- [Try it]
Write the next part of the piece on favorites and not having a niche, starting after its last sentence.

- [Page excerpt]
········
Rarely can I give straight answers when asked what my favorite film is or what my favorite album is or what my favorite food is and I almost always ask follow-up questions before responding.
What’s the vibe? What season are we in? What genre?
Not having an ultra-defined niche is often criticized as being lazy or uneducated or flakey. But, like, who cares? And is it laziness or is it a byproduct of my ADHD? Perhaps it was my lack of access to higher education when I was a kid and teen resulting in shame and making choices out of survival and therefore trauma? Or is it not that deep and do I, like a lot of people, enjoy not having one lane while valuing, respecting, and consuming highly niched content?
Who fucking cares?!
Can we make cultural criticism and hot-takes more accessible so the very discourse you claim to be seeking and encouraging is available to everyone and not those within your specific echo chamber?
········
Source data

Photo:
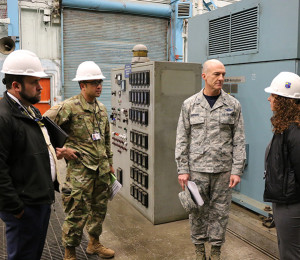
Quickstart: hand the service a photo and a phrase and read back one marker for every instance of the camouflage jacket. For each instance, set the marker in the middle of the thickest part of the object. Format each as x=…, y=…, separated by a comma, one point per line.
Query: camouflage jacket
x=80, y=120
x=210, y=139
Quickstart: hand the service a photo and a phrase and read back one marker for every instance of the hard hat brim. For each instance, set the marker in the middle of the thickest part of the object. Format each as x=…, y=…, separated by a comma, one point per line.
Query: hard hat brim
x=269, y=90
x=33, y=74
x=88, y=78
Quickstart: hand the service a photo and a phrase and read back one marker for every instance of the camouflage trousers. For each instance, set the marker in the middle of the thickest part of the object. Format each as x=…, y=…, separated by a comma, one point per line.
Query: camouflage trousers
x=85, y=197
x=210, y=221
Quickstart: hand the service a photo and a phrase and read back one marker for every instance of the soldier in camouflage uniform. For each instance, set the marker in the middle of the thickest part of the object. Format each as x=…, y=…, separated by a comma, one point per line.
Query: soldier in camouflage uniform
x=89, y=162
x=210, y=150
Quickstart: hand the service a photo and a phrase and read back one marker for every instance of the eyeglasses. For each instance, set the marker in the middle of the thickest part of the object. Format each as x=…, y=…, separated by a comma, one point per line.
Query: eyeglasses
x=94, y=83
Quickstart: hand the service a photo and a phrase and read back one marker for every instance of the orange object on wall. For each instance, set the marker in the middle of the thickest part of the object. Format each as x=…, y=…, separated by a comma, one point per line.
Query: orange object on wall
x=45, y=102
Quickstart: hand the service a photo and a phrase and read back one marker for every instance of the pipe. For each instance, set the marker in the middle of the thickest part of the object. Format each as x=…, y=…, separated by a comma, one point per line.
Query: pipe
x=13, y=15
x=62, y=57
x=148, y=9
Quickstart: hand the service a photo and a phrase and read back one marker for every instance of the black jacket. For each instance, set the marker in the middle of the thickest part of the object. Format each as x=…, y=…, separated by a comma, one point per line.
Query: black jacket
x=25, y=174
x=283, y=182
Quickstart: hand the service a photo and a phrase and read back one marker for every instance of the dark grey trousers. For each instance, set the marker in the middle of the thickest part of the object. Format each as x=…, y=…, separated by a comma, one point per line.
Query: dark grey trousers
x=287, y=221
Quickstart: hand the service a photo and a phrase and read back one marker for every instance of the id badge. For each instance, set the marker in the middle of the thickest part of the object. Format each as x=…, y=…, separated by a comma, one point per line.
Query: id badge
x=96, y=136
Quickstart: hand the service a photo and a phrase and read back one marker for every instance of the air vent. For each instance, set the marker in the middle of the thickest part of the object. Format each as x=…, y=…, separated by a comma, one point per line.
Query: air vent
x=219, y=35
x=234, y=33
x=184, y=10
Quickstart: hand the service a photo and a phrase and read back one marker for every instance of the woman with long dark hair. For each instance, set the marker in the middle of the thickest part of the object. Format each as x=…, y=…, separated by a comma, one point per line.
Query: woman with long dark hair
x=282, y=163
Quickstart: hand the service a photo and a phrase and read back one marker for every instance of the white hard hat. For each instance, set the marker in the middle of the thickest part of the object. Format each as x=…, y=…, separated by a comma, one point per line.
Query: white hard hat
x=23, y=62
x=88, y=70
x=286, y=84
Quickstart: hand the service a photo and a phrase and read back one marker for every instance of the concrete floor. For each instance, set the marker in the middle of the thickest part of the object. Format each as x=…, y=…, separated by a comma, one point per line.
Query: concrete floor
x=132, y=236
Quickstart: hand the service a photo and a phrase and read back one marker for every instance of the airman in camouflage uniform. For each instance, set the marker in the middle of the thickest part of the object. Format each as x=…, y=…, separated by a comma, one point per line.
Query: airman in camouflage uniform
x=210, y=150
x=88, y=180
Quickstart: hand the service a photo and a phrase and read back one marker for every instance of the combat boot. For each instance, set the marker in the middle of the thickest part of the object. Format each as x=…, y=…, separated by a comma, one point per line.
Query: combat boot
x=95, y=247
x=70, y=253
x=215, y=253
x=200, y=252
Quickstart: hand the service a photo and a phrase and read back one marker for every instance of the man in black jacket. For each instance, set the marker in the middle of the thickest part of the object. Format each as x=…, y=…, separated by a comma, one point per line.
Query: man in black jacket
x=27, y=159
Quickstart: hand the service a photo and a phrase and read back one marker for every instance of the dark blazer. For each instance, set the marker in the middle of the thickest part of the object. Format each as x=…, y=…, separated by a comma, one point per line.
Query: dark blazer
x=282, y=167
x=25, y=173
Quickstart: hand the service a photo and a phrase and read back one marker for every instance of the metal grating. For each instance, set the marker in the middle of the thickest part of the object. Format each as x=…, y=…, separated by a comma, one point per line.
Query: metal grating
x=244, y=30
x=107, y=39
x=53, y=249
x=219, y=36
x=184, y=10
x=234, y=33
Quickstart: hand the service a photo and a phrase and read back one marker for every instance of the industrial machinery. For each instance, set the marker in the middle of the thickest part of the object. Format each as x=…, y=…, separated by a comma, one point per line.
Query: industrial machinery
x=146, y=102
x=255, y=39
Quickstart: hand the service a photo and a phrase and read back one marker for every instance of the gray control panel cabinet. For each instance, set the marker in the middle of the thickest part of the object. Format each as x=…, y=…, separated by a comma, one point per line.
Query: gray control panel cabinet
x=146, y=103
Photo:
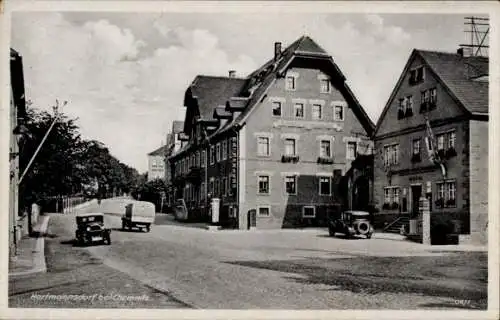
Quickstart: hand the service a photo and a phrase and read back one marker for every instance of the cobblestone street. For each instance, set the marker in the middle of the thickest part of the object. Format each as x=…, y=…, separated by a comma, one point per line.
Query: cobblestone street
x=281, y=269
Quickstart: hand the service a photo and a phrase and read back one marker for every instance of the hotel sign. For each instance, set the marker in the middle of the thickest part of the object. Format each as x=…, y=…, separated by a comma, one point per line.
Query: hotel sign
x=234, y=165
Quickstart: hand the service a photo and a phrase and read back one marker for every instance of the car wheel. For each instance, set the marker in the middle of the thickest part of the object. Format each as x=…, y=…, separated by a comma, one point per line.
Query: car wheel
x=331, y=232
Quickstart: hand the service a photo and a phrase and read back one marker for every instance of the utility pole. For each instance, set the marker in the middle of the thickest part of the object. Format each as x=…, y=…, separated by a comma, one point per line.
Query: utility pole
x=56, y=118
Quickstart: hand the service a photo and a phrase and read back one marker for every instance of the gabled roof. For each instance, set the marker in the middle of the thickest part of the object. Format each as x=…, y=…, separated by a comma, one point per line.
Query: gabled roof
x=17, y=82
x=213, y=91
x=177, y=126
x=260, y=80
x=161, y=151
x=457, y=74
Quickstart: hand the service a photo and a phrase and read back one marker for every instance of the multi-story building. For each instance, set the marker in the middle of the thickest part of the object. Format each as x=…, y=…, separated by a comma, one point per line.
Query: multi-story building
x=274, y=143
x=432, y=140
x=17, y=116
x=156, y=164
x=175, y=141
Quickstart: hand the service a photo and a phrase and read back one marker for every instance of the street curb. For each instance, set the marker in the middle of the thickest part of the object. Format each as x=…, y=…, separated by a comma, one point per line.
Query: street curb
x=39, y=252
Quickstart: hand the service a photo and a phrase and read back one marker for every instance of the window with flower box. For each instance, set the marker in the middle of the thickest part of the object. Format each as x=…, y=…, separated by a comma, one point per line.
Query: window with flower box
x=291, y=184
x=446, y=144
x=263, y=182
x=446, y=194
x=391, y=154
x=298, y=110
x=391, y=198
x=325, y=186
x=415, y=146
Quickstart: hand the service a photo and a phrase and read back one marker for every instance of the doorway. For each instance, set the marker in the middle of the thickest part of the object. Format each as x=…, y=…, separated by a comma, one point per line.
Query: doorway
x=416, y=193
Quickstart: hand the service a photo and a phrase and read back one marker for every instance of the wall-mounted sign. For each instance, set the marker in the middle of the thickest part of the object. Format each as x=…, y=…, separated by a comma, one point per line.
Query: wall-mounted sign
x=234, y=164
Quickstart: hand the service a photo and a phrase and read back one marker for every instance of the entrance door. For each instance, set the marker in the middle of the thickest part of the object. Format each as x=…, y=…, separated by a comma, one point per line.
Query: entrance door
x=416, y=193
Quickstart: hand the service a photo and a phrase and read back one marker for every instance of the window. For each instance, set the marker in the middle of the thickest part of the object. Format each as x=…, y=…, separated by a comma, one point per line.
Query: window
x=446, y=141
x=441, y=192
x=416, y=75
x=264, y=212
x=433, y=95
x=223, y=186
x=277, y=108
x=298, y=110
x=217, y=185
x=324, y=186
x=391, y=154
x=211, y=187
x=401, y=106
x=395, y=195
x=224, y=150
x=212, y=154
x=351, y=150
x=290, y=147
x=308, y=212
x=451, y=188
x=440, y=142
x=316, y=112
x=290, y=82
x=451, y=139
x=263, y=146
x=339, y=113
x=218, y=152
x=264, y=184
x=409, y=104
x=325, y=150
x=291, y=184
x=387, y=195
x=325, y=85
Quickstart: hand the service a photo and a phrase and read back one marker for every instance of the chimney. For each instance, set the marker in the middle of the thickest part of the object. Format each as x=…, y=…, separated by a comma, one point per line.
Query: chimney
x=277, y=50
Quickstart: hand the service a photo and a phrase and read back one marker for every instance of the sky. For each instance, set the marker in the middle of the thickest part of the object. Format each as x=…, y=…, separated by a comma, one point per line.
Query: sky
x=124, y=74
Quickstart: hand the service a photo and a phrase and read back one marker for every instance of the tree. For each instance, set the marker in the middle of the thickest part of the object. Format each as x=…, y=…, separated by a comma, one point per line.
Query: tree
x=68, y=165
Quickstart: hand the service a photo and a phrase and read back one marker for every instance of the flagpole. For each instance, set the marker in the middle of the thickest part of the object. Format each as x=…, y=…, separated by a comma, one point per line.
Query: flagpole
x=56, y=118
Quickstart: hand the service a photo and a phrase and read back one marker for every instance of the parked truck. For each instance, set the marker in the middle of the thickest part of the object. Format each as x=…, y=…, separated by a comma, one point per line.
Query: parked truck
x=138, y=214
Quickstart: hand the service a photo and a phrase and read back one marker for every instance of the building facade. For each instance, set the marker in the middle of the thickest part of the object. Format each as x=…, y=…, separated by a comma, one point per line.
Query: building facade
x=432, y=140
x=175, y=141
x=17, y=116
x=274, y=145
x=156, y=164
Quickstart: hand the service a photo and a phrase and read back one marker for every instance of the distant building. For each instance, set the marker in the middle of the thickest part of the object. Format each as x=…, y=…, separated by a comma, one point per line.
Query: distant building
x=17, y=117
x=275, y=143
x=175, y=141
x=156, y=164
x=449, y=90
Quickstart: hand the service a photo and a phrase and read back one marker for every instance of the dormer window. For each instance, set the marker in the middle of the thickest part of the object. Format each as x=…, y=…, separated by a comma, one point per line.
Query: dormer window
x=298, y=110
x=324, y=85
x=339, y=113
x=290, y=83
x=416, y=75
x=277, y=108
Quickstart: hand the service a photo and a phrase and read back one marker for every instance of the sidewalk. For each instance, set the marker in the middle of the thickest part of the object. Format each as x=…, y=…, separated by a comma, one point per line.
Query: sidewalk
x=30, y=256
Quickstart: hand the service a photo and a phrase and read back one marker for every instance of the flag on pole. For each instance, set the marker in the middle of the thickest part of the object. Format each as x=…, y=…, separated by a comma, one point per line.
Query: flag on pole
x=432, y=150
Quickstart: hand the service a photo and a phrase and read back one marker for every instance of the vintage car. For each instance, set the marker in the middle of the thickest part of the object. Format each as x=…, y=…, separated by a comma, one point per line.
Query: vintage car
x=350, y=223
x=138, y=214
x=90, y=229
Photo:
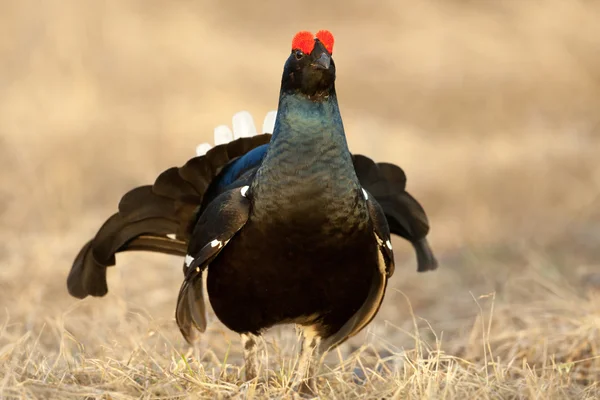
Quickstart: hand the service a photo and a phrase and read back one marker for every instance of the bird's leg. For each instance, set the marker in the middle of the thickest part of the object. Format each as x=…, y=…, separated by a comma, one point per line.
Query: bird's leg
x=309, y=361
x=250, y=345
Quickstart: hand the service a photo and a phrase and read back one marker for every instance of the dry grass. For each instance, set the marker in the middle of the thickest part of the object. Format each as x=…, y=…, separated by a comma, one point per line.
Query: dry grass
x=490, y=106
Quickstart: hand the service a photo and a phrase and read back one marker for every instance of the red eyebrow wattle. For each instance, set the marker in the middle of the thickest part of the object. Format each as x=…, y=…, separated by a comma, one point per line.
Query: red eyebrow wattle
x=326, y=38
x=303, y=41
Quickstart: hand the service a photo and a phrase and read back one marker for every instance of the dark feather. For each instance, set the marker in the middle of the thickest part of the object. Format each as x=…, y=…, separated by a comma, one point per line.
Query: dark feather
x=221, y=220
x=405, y=216
x=148, y=214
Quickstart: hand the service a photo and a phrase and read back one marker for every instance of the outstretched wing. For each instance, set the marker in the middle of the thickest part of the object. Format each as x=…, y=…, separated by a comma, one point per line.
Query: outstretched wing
x=217, y=225
x=160, y=217
x=405, y=216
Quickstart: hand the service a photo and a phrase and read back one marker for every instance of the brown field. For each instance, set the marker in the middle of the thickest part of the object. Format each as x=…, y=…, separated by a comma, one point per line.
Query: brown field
x=491, y=107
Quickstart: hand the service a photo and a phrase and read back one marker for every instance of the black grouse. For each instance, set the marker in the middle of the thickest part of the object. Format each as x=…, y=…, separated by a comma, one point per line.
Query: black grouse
x=290, y=227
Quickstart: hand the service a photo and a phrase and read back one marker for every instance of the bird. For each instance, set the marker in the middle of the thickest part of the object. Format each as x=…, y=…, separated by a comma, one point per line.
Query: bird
x=289, y=226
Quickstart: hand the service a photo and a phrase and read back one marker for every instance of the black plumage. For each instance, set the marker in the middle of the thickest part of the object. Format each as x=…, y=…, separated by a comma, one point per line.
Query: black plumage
x=292, y=228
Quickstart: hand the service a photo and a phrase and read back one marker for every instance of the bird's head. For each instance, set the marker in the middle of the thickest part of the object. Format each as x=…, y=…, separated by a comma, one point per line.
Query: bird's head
x=309, y=69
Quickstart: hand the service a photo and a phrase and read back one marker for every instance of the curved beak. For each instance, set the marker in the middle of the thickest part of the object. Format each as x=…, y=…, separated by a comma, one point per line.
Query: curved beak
x=322, y=62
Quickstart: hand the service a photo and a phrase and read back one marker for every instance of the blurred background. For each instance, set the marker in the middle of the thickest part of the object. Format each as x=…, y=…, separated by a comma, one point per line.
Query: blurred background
x=491, y=107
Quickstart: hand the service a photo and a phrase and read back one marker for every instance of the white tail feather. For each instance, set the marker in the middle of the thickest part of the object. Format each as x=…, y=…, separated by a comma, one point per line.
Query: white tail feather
x=202, y=149
x=269, y=122
x=243, y=125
········
- [Response below]
Can we, and I am absolutely including myself when I say “we”, bring in more grey to what we create and dare to turn the mirror to our own faces in an effort to get curious where are our biases and perspectives could potentially shift?
It must be said, or at least acknowledged, that shade disguised as cultural criticism is ultimately shame you’re not willing to sit with right now, and that’s cool. You don’t have to touch it and I say that with my chest. Let’s just say what we mean and mean what we say. If you think that somebody liking something is cringe or dumb or basic (I have been guilty of this myself in regards to the hype around macarons. I think they’re a technical masterpiece. I also think they taste like sweet air and are meh and I own that) go ahead and say so but I appreciate it more when we are willing to show our own hands rather than finger-pointing or posturing.
Maybe I’m too soft- what with the requests for more accountability and introspection. I am drawn to writing and writers that are willing to pull their own cards whilst they pull the cards of others. I appreciate hot-takes that are rooted in expansiveness and knowledge and understanding- not ones that are born from insecurity. Silly musings about “I don’t get the hype of Sweetart Ropes” hits different than “I don’t get the hype of every person calling themselves a writer” type shit.
I think we can do better.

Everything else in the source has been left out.